---------- TEXTAUSZUG

# Was ist genau in Kompaktwasserkühlungen drinnen und ist das giftig?



## Skyyylake (5. Juli 2016)

*Was ist genau in Kompaktwasserkühlungen drinnen und ist das giftig?*

Hallo liebe leute

Würde mich mal sehr interessieren was in so einer Kompaktwasserkühlung/Komplettwasserkühlung eigendlich drinnen ist. Denn das kann ja nicht nur Wasser sein. Ich habe ein Video gesehen wo jemand eine cpu die extrem übertaktet wahr auf unter null grad gebracht hat. (Ultimate Corsair H100 Cooling Mod - YouTube) Mit einer Corsair Wasserkühlung und sehr sehr vielen Lüftern. 40 um genau zu sein 😆 Nur ich habe Angst das da was aus laufen könnte und deswegen würde ich gerne wissen ob das giftig ist was da drinne ist und ob ich da Schutzkleidung an ziehen muss 🤔
Ich habe übrigends eine Corsair H110i GTX.

Vielen dank


----------



## Malkolm (5. Juli 2016)

*AW: Was ist genau in Kompaktwasserkühlungen drinnen und ist das giftig?*

Selbst mit 40000 Lüftern kannst du nicht unter Raumtemperatur kühlen

Die Kühlflüssigkeit besteht in der Regel aus Wasser, einem Korrosionsinhibitor und teilweise auch etwas Schmiermittel für die Pumpe. Sicher nicht trinkbar, bei Kontakt aber wohl eher ungefährlich.


----------



## Skyyylake (5. Juli 2016)

*AW: Was ist genau in Kompaktwasserkühlungen drinnen und ist das giftig?*

Danke tut mir leid wenn der Link nicht funktioniert ...:Ultimate Corsair H100 Cooling Mod - YouTube


----------



## Laudian (5. Juli 2016)

*AW: Was ist genau in Kompaktwasserkühlungen drinnen und ist das giftig?*

Dir ist schon klar, dass es sich bei dem Video um ein Fake handelt und du auch mit 30 millionen Lüftern nicht unter die Raumtemperatur kommen wirst ?


----------



## Noirsoleil (5. Juli 2016)

*AW: Was ist genau in Kompaktwasserkühlungen drinnen und ist das giftig?*

Das Video ist Satire


----------



## Incredible Alk (5. Juli 2016)

*AW: Was ist genau in Kompaktwasserkühlungen drinnen und ist das giftig?*



Skyyylake schrieb:


> Würde mich mal sehr interessieren was in so einer Kompaktwasserkühlung/Komplettwasserkühlung eigendlich drinnen ist.



>90% Wasser, der Rest Korrosionsschutzmittel.



Skyyylake schrieb:


> Video gesehen wo jemand  eine cpu die extrem übertaktet wahr auf unter null grad gebracht hat. (Ultimate Corsair H100 Cooling Mod - YouTube)  Mit einer Corsair Wasserkühlung und sehr sehr vielen Lüftern.



Das geht nicht. Du kannst wenn die Raumluft 20°C warm ist nichts unter 20°C mit dieser Luft kühlen da die Thermodynamik das verbietet.
Das Video ist ein schlecht gemachter Fake zur YouTube-Klickhascherei (und als solches im Übrigen auch weitläufig bekannt).

--------------------
---------- DATENZEILEN

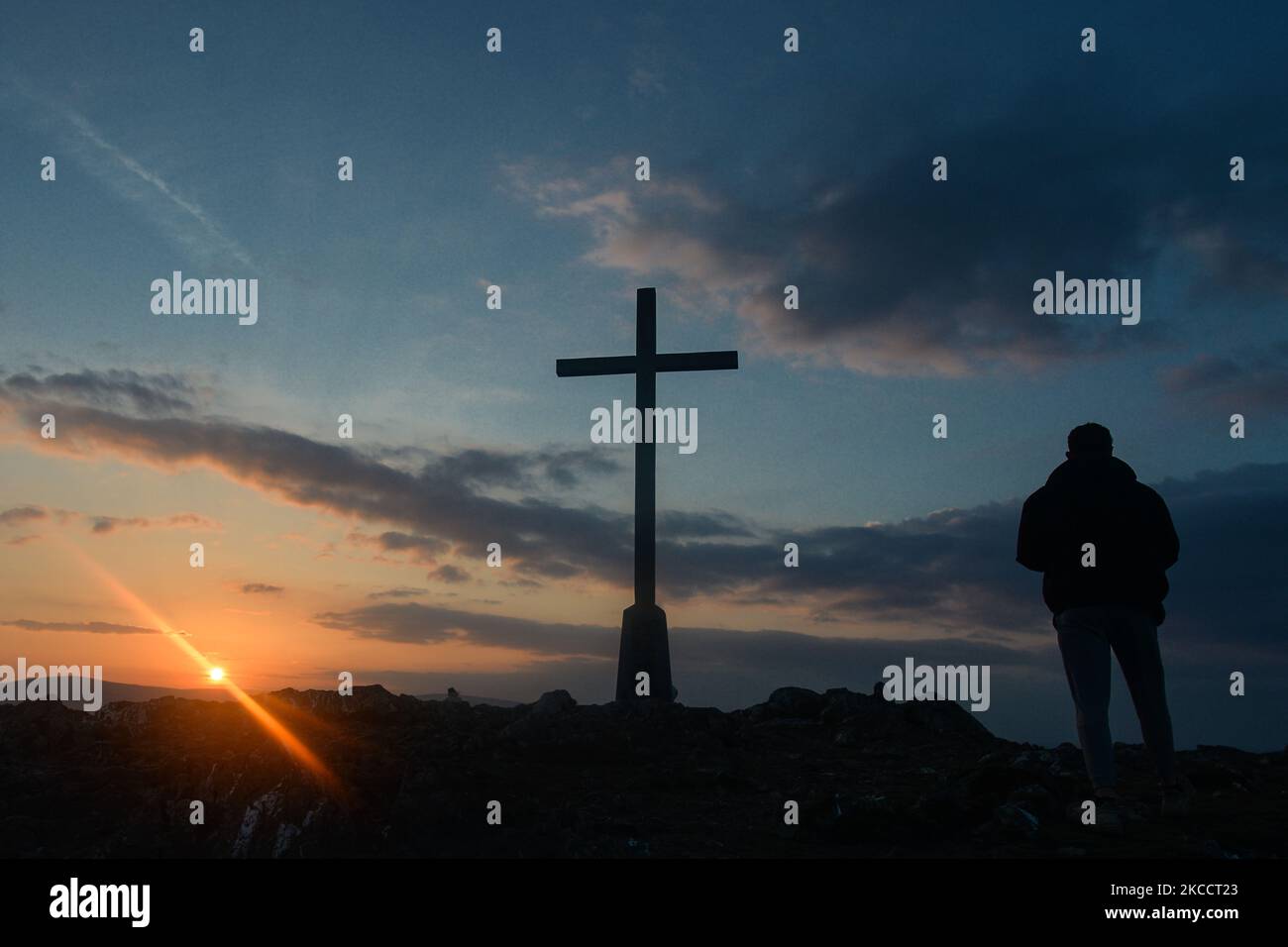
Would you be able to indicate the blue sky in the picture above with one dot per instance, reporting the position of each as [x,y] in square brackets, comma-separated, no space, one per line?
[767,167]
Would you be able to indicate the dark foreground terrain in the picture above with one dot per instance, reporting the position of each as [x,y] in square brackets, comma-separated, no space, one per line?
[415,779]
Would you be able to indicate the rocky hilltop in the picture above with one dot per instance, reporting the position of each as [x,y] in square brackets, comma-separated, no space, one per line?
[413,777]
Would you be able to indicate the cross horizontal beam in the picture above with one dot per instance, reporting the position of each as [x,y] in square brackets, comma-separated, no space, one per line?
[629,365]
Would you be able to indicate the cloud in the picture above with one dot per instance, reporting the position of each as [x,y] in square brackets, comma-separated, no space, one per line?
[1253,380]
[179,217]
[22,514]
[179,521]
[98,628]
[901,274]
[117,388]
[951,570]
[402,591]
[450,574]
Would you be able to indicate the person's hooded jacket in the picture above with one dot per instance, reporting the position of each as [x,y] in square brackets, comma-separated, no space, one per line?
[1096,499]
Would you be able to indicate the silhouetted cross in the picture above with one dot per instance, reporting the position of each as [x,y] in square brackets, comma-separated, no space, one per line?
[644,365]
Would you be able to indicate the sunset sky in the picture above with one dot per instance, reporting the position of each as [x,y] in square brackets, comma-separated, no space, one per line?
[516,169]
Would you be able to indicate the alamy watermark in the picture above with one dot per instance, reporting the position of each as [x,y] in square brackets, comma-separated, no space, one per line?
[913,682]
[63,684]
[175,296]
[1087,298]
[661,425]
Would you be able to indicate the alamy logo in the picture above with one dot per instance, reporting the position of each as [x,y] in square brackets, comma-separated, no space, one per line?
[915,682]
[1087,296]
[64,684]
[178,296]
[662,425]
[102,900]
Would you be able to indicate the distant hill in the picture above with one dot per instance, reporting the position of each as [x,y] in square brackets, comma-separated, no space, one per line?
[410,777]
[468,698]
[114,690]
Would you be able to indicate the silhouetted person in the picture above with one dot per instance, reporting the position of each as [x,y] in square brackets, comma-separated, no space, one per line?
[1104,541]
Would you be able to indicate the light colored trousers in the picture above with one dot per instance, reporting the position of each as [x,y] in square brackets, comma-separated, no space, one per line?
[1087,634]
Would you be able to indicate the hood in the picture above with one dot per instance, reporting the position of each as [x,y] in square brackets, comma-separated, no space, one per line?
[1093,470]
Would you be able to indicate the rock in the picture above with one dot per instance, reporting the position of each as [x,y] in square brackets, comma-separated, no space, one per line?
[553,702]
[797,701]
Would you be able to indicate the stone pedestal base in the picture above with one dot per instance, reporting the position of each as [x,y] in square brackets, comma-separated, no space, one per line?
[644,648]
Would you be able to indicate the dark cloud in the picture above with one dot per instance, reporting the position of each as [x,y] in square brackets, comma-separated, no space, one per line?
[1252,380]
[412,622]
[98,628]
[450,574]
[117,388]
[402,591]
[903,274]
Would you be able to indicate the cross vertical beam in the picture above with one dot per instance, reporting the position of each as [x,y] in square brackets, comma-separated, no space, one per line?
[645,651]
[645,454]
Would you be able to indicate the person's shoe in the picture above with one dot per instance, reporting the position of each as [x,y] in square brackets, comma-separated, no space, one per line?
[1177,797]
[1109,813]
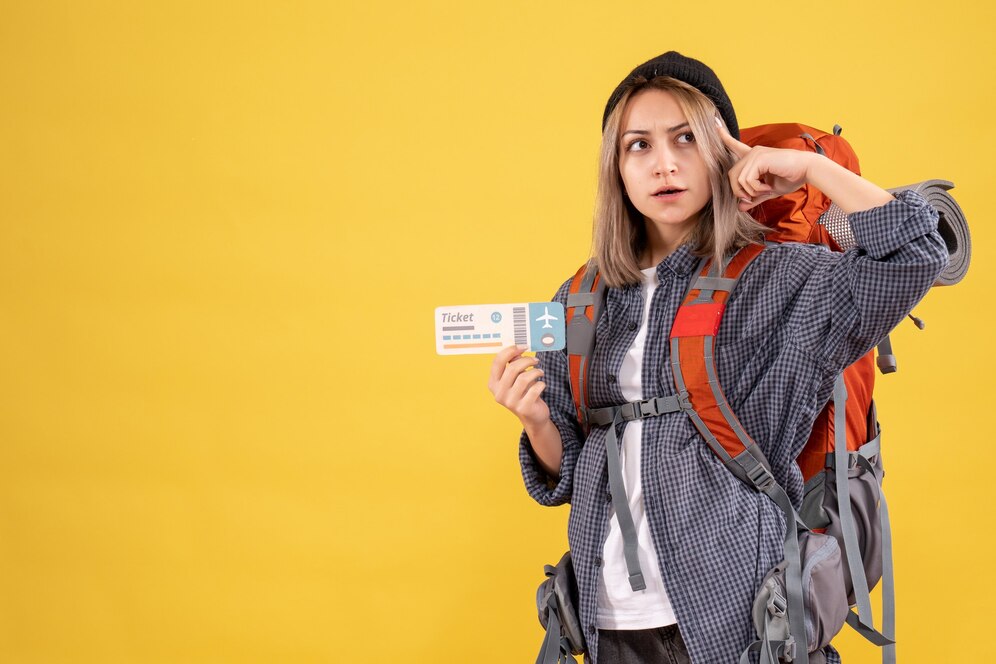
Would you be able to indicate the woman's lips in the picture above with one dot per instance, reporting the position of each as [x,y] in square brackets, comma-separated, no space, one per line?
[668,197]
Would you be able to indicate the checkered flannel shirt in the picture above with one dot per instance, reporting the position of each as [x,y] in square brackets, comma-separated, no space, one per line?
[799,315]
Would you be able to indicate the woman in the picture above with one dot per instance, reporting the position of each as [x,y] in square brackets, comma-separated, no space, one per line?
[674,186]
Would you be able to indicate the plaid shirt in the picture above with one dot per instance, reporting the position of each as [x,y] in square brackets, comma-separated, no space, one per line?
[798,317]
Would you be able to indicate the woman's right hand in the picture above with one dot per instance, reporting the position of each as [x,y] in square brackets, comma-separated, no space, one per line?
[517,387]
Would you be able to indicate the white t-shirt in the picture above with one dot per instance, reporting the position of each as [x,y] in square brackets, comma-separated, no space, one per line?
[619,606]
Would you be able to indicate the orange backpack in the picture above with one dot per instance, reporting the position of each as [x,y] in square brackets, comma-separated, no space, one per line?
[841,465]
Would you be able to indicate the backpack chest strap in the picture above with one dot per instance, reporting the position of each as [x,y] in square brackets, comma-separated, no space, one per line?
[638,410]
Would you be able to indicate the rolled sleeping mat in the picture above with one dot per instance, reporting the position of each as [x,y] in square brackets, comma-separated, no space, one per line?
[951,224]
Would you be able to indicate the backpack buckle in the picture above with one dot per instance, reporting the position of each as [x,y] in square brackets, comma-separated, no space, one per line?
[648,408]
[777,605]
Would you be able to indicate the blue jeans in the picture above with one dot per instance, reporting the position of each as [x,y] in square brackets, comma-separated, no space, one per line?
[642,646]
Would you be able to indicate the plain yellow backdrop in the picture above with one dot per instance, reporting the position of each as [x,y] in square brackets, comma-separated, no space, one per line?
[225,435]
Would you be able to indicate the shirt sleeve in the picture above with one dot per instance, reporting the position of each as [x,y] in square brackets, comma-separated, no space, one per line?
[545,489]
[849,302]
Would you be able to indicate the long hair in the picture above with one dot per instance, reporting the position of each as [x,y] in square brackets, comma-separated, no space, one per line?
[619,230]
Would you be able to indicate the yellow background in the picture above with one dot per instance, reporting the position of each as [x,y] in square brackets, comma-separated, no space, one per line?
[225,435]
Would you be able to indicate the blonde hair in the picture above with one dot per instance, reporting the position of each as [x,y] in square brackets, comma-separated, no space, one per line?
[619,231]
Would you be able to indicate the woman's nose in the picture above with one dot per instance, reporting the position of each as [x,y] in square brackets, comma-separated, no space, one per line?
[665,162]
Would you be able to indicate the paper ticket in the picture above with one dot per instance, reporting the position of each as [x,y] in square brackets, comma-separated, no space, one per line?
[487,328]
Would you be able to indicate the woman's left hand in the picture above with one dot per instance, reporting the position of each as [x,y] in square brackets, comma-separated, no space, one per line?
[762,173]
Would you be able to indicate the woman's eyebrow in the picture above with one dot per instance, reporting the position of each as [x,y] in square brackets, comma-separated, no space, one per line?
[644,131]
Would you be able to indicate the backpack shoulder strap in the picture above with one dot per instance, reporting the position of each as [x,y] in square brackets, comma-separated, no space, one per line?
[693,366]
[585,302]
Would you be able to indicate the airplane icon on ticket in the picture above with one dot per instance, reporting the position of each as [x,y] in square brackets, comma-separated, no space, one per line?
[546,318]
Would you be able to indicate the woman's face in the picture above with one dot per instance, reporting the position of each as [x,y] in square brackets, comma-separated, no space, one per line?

--------------------
---------- DATENZEILEN

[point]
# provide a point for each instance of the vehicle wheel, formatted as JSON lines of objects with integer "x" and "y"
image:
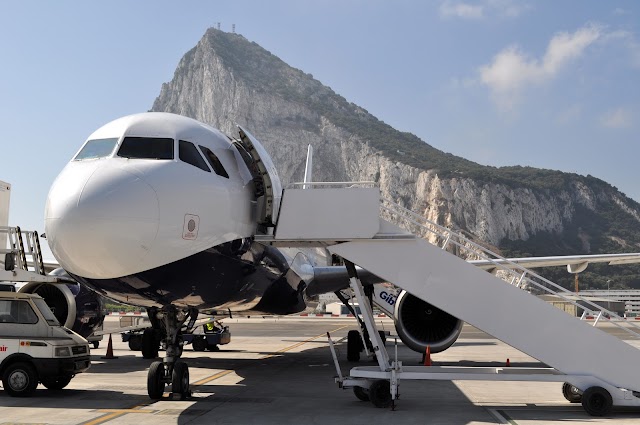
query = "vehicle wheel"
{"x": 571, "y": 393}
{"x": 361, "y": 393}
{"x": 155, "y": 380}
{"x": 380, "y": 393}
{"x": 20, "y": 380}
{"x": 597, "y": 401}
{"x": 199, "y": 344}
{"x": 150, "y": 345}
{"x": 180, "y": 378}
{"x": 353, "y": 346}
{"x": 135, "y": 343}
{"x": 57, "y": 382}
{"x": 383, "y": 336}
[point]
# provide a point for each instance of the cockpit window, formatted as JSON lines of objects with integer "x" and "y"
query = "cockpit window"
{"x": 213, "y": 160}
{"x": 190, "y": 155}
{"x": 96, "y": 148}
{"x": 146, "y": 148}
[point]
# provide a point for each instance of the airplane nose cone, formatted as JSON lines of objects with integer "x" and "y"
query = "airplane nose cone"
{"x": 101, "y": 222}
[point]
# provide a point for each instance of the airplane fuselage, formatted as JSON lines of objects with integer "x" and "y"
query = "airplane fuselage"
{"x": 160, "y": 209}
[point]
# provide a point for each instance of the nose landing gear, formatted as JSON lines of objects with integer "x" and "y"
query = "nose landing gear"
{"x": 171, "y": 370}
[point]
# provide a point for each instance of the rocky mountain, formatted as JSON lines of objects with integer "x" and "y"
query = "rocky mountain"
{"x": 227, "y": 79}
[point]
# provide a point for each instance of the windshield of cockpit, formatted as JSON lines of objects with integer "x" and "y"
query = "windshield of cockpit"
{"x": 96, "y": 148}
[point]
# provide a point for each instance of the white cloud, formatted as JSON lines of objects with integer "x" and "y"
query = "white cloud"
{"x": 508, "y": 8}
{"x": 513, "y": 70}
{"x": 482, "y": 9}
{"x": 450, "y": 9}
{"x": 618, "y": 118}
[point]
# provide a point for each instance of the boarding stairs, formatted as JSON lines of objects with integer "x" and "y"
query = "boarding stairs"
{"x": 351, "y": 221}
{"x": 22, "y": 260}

--------------------
---------- DATENZEILEN

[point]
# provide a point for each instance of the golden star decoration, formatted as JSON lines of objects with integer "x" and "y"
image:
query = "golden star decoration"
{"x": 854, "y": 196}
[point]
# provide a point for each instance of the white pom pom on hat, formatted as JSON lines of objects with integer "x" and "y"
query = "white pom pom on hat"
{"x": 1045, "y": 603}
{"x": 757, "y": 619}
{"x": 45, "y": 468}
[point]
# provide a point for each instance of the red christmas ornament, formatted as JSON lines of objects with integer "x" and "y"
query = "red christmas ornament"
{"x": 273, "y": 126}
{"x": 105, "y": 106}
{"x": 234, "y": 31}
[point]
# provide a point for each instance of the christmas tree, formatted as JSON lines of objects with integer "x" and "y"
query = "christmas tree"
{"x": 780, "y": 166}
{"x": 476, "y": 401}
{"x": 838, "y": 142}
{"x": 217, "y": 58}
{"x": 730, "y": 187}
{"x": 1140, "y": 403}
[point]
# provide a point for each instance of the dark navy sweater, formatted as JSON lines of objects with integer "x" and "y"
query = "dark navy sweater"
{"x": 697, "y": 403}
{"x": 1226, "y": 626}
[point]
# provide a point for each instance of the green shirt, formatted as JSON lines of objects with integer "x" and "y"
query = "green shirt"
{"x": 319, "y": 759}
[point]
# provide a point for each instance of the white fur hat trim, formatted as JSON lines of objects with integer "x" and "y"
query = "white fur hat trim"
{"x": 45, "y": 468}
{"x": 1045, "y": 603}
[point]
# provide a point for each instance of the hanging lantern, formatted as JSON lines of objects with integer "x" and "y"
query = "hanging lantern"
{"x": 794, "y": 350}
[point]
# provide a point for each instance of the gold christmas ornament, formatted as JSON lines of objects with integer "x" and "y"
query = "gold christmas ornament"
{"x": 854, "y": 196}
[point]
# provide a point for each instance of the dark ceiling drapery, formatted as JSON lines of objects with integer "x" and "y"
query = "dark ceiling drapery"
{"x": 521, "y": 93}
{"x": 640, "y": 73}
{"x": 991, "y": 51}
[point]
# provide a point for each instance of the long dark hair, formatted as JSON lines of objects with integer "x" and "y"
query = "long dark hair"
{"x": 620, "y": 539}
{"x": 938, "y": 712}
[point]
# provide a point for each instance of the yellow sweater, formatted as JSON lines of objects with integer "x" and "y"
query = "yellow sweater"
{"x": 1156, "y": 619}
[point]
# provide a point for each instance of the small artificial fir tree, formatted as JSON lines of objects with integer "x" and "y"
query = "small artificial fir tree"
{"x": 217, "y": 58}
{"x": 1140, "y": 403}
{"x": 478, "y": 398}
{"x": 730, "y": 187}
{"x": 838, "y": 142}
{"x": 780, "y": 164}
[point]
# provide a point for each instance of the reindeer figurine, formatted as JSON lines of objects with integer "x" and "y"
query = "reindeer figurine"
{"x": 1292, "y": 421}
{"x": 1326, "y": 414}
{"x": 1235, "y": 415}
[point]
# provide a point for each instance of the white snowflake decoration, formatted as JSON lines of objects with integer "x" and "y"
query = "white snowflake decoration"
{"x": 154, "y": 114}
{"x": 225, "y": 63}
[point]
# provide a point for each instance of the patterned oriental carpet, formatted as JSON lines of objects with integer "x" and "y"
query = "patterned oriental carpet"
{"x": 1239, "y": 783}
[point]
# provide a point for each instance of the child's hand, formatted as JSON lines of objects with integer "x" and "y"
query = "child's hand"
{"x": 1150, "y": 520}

--------------------

■ ZU LÖSENDE AUFGABE
Schreibe den Forumsthread über Kompaktwasserkühlungen bitte ab dem letzten Satz weiter. Die Datenzeilen spielen hierbei keine Rolle.

■ DIE ANTWORT
Aber wenns einer schafft gerne, ich würde auch lieber mein Bier nur mit Lüftern und Raumluft auf 5°C runterkühlen - dann könnte man den lästigen Kühlschrank (=Kompressionskühlung) endlich stillegen.


----------



## Rekolitz (5. Juli 2016)

*AW: Was ist genau in Kompaktwasserkühlungen drinnen und ist das giftig?*

An einem Punkt im Video hat er diese Gummiringe um die Ohren hängen - also wenn das nicht schonmal son kleiner subtiler Hinweis auf Satire ist, weiß ich auch nicht mehr weiter


----------



## Gamer090 (5. Juli 2016)

*AW: Was ist genau in Kompaktwasserkühlungen drinnen und ist das giftig?*

Eine CPU auf 0°C ?? Kein Problem, stell sie einfach ins Gefrierfach für ein paar Stunden


----------



## Narbennarr (6. Juli 2016)

*AW: Was ist genau in Kompaktwasserkühlungen drinnen und ist das giftig?*



Laudian schrieb:


> Dir ist schon klar, dass es sich bei dem Video um ein Fake handelt und du auch mit 30 millionen Lüftern nicht unter die Raumtemperatur kommen wirst ?



irgendwie glaube ich, dass der Thread auch Fake ist


----------



## Threshold (6. Juli 2016)

*AW: Was ist genau in Kompaktwasserkühlungen drinnen und ist das giftig?*



Incredible Alk schrieb:


> Das geht nicht. Du kannst wenn die Raumluft 20°C warm ist nichts unter 20°C mit dieser Luft kühlen da die Thermodynamik das verbietet.



Du musst einfach nur dran glauben.


----------



## Chimera (6. Juli 2016)

*AW: Was ist genau in Kompaktwasserkühlungen drinnen und ist das giftig?*



Threshold schrieb:


> Du musst einfach nur dran glauben.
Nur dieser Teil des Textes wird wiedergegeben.